DATA ROWS
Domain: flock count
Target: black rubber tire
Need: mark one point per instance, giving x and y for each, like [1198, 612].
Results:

--

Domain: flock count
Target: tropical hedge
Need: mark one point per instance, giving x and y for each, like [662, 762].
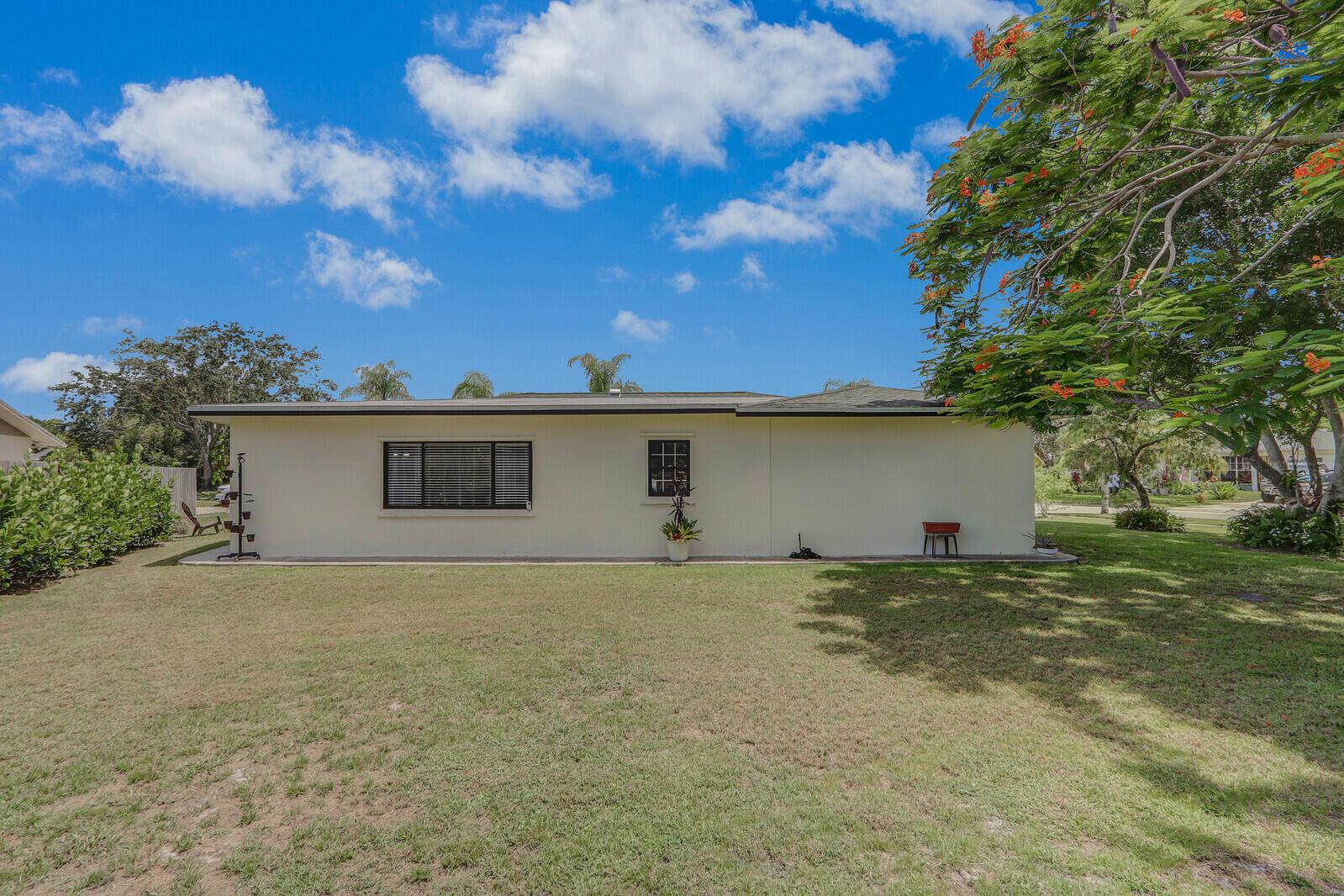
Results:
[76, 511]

* * *

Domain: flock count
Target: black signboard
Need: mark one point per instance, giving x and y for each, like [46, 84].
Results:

AIM OF THE TASK
Pull out each line above that contains the string "point", and list them.

WRITTEN SOLUTION
Need: mark one point per instance, giving x and y for each, like [1198, 612].
Need: mark one point per instance, giving x and y for each, like [662, 762].
Need: mark one point per instance, giving x and y for each, like [46, 84].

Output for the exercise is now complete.